_Exercise_:
Find the line that contains "Trace every instance of the elephant's". Then set down that line and all the lines after it, to the end of the records, exactly and with nothing added.

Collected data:

- - - - - - -

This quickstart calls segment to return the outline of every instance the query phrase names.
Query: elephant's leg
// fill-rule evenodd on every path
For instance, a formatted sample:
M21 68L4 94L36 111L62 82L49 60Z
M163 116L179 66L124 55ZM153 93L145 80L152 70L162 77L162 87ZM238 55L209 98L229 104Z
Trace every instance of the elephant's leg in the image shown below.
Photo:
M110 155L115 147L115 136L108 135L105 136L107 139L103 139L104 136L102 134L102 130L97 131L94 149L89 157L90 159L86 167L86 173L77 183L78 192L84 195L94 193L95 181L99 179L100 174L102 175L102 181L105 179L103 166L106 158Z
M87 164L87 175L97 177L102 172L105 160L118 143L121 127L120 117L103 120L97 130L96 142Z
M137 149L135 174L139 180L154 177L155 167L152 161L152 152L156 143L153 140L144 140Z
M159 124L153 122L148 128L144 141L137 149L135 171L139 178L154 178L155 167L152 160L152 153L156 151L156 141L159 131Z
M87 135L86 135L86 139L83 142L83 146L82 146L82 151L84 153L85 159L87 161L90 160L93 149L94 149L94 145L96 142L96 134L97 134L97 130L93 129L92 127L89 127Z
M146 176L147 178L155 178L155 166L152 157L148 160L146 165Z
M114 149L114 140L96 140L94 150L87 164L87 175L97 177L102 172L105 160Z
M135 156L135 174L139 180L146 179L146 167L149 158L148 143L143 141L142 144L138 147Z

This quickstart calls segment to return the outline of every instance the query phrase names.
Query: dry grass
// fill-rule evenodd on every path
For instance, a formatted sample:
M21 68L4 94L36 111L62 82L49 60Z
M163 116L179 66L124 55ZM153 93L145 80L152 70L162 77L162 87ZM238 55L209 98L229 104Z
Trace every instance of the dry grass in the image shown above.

- - - - - - -

_Response below_:
Trace every instance of the elephant's leg in the image shown below.
Photo:
M110 155L115 147L115 136L108 135L105 136L107 139L103 139L104 136L102 134L102 130L97 131L94 149L89 157L90 159L86 167L86 173L77 183L78 192L84 195L94 193L95 181L99 179L100 174L102 175L102 181L105 179L103 166L106 158Z
M87 164L87 175L97 177L102 172L105 160L118 143L121 127L120 117L103 120L97 130L96 142Z
M137 149L135 174L139 180L154 177L155 167L152 161L152 152L156 143L153 140L144 140Z
M159 124L153 122L148 128L144 141L137 149L135 171L139 178L154 178L155 167L152 160L152 153L156 151L156 141L159 131Z
M87 135L86 135L86 139L83 142L83 146L82 146L82 151L84 153L85 159L87 161L90 160L93 149L94 149L94 145L96 142L96 134L97 134L97 130L93 129L92 127L89 127Z
M146 176L147 178L155 178L155 166L152 157L148 160L146 165Z
M114 149L114 140L96 140L94 150L87 164L87 175L97 177L102 172L105 160Z
M135 156L135 174L139 180L146 179L146 167L149 158L148 143L143 141L142 144L138 147Z

This quickstart calls segment to return the outline of every instance the query phrase names.
Query: dry grass
// fill-rule evenodd on every path
For instance, a formatted sample:
M21 68L4 94L36 111L62 82L49 60Z
M163 116L179 66L124 55ZM153 93L145 80L152 70L162 77L162 87ZM238 55L209 98L229 104Z
Trace every instance of the dry grass in the image shown above.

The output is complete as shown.